## START Passage shown
On Fri, 18 Feb 2005, Oliver Jowett wrote:
> Evgeny Rodichev wrote:
>
>> Write cache is enabled under Linux by default all the time I make deal
>> with it (since 1993).
>>
>> It doesn't interfere with fsync(), as linux kernel uses cache flush for
>> fsync.
>
> The problem is that most IDE drives lie (or perhaps you could say the
> specification is ambiguous) about completion of the cache-flush command --
> they say "Yeah, I've flushed" when they have not actually written the data to
> the media and have no provision for making sure it will get there in the
> event of power failure.
Yes, I agree. But in my real SA practice I've met 50-100 times the situation
when HDD were unexpectedly physically corrupted (the heads touch a surface),
without possibility to restore. And I never met any corruption because of
possible "hardware lie".
## END Passage shown
## START Material shown
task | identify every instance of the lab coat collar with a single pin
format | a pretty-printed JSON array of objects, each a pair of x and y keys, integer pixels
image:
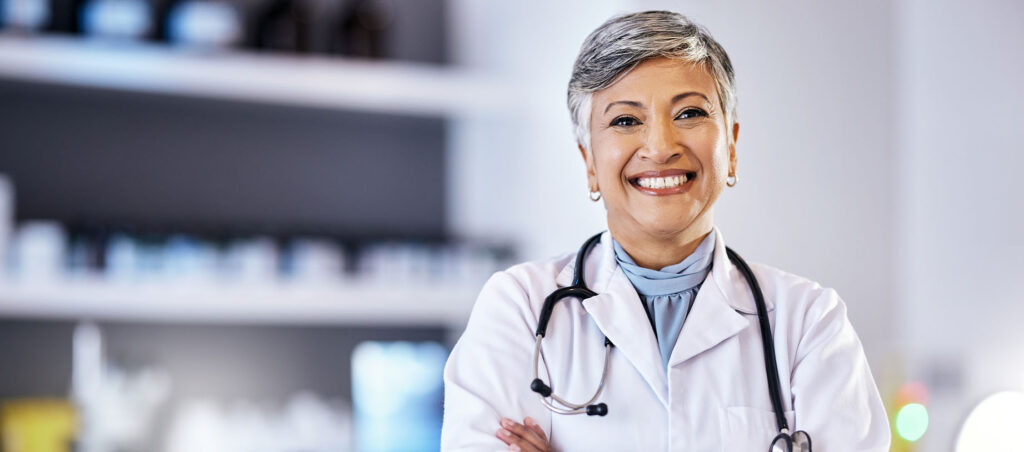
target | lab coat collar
[
  {"x": 617, "y": 312},
  {"x": 729, "y": 283},
  {"x": 715, "y": 316}
]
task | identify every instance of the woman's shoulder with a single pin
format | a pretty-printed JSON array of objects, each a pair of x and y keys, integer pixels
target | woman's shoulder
[
  {"x": 546, "y": 269},
  {"x": 802, "y": 297}
]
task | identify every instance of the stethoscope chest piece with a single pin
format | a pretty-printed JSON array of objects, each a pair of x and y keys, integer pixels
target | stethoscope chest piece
[{"x": 578, "y": 290}]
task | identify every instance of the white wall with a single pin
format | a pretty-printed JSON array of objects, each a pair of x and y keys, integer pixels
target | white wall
[{"x": 962, "y": 209}]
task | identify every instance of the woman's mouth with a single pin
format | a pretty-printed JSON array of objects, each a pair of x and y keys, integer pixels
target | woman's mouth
[{"x": 663, "y": 182}]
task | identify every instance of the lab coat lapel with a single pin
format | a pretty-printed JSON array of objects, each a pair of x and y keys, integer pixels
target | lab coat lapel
[
  {"x": 619, "y": 314},
  {"x": 713, "y": 318}
]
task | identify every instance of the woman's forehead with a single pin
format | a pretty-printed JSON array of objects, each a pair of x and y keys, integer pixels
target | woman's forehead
[{"x": 659, "y": 79}]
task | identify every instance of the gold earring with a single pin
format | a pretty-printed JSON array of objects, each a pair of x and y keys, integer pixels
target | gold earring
[{"x": 731, "y": 180}]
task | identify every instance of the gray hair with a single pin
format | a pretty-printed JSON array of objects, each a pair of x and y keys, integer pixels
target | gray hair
[{"x": 625, "y": 41}]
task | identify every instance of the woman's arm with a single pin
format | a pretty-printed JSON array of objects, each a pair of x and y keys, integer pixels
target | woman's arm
[
  {"x": 834, "y": 394},
  {"x": 488, "y": 372}
]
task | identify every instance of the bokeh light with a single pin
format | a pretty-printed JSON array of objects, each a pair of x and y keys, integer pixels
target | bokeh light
[
  {"x": 994, "y": 424},
  {"x": 911, "y": 421}
]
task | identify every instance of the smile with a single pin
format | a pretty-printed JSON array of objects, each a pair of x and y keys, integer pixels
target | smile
[{"x": 663, "y": 182}]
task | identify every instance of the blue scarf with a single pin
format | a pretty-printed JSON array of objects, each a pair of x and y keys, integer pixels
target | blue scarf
[{"x": 669, "y": 292}]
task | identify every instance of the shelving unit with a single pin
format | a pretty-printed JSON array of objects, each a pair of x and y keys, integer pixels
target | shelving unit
[
  {"x": 298, "y": 80},
  {"x": 279, "y": 303}
]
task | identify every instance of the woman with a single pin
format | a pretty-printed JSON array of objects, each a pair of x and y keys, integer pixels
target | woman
[{"x": 653, "y": 103}]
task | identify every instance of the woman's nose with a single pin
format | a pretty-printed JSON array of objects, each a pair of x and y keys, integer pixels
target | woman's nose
[{"x": 663, "y": 144}]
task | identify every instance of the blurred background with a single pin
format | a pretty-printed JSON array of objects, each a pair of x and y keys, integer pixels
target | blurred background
[{"x": 260, "y": 224}]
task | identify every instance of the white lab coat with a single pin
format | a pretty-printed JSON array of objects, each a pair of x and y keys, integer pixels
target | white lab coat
[{"x": 715, "y": 394}]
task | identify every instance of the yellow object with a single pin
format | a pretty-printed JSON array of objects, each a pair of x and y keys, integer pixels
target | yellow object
[{"x": 37, "y": 425}]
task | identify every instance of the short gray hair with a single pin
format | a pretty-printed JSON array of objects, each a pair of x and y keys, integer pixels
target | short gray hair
[{"x": 625, "y": 41}]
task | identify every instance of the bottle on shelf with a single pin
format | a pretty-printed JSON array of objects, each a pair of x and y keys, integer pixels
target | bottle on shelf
[
  {"x": 360, "y": 29},
  {"x": 283, "y": 25}
]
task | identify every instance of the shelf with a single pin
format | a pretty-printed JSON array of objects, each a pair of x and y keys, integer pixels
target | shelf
[
  {"x": 298, "y": 80},
  {"x": 280, "y": 303}
]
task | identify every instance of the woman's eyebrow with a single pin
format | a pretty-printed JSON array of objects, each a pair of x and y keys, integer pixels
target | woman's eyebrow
[
  {"x": 625, "y": 103},
  {"x": 675, "y": 98},
  {"x": 683, "y": 95}
]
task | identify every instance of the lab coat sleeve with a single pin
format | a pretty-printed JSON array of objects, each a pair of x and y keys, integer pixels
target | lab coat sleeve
[
  {"x": 835, "y": 396},
  {"x": 488, "y": 372}
]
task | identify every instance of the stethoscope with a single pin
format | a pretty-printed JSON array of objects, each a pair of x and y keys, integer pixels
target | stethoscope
[{"x": 784, "y": 442}]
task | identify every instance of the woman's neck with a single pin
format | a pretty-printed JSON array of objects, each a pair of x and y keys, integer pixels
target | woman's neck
[{"x": 656, "y": 251}]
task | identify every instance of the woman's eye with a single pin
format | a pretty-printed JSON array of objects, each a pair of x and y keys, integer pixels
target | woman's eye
[
  {"x": 691, "y": 113},
  {"x": 625, "y": 121}
]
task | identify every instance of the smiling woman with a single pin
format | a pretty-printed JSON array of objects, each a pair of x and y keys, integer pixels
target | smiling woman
[{"x": 688, "y": 347}]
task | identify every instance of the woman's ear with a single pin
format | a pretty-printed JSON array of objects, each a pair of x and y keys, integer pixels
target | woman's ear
[{"x": 588, "y": 160}]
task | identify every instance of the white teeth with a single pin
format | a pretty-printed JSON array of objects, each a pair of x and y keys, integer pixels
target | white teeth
[{"x": 662, "y": 182}]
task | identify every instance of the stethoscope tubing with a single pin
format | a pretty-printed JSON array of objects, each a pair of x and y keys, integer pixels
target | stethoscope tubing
[{"x": 580, "y": 290}]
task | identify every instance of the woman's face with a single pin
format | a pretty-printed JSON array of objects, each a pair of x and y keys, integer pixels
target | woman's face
[{"x": 660, "y": 151}]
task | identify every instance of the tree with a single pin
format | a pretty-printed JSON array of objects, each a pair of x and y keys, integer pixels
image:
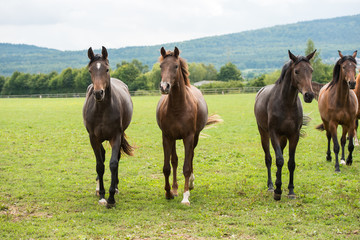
## END Material shown
Required actions:
1) Which numbers or number ranges appear in the email exchange? List each one.
2) Can you rewrite the paragraph of the email exchange that begins "Yes, I agree" in one or two shorter sentences, keeping its main facts?
3) Could you resume the email exchange after its final sentence, adding a few more sentences in the voice of the same writer?

Outputs for the tasks:
1)
18
2005
1993
50-100

2) The writer agrees, but notes that in real SA practice they have seen HDDs unexpectedly and unrecoverably corrupted by the heads touching the surface 50-100 times. They have never seen corruption caused by a possible "hardware lie."

3)
>
> So Linux is indeed doing a cache flush on fsync, but the hardware is not
> behaving as expected. By turning off the write-cache on the disk via hdparm,
> you manage to get the hardware to behave better. The kernel is caching
> anyway, so the loss of the drive's write cache doesn't make a big difference.
Again, in practice, it is different. FreeBSD had a "true" flush (at least
2-3 yeas ago, not sure about the modern versions), and for write-intensive
applications it was a bit slower (comparing with linux), but it never was
more reliable (since 1996, at least).
Another practical example is Google :) Isn't reliable?
>
> There was some work done for better IDE write-barrier support (related to
> TCQ/SATA support?) in the kernel, but I'm not sure how far that has
> progressed.
Yes, but IMHO it is not stable enough at the moment.
Regards,
E.R.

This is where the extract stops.